Directions:
Which lines make up the answer? Those from the line with "of the tile" through the end of the data; reproduce them exactly.

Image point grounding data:
________________

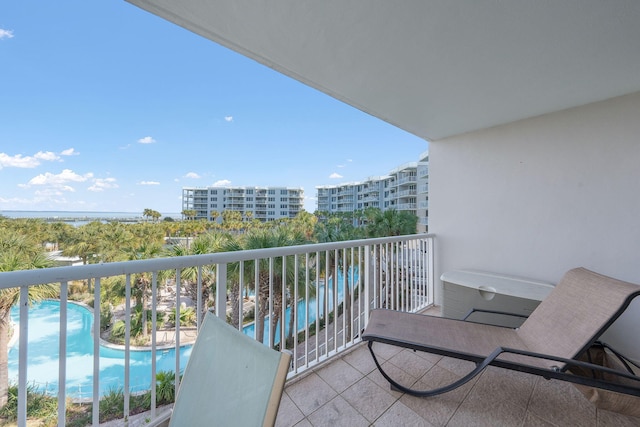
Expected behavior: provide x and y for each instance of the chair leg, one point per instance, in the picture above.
(436, 391)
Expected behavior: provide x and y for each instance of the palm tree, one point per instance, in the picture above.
(189, 213)
(205, 243)
(390, 222)
(142, 282)
(269, 238)
(17, 253)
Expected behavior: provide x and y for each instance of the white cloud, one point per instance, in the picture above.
(29, 162)
(146, 140)
(46, 155)
(18, 161)
(58, 181)
(101, 184)
(69, 152)
(6, 34)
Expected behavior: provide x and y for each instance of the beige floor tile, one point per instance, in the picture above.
(368, 398)
(400, 415)
(310, 393)
(339, 375)
(562, 404)
(501, 385)
(410, 362)
(437, 410)
(337, 412)
(487, 413)
(361, 359)
(397, 374)
(288, 413)
(385, 352)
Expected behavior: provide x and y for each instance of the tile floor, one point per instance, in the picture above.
(349, 391)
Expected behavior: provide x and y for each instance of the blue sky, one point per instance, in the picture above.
(105, 107)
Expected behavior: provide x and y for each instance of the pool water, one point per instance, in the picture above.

________________

Written answer:
Expected behavior: provide x and y for each instance of the tile floor, one point per instance, in the picture above.
(349, 391)
Expected behavior: provide x and y for each instance of the blue sky, one point per instance, in the picture above.
(105, 107)
Expected behavior: provide x and y for each instance of the pool water, one point per instance, in the picture above.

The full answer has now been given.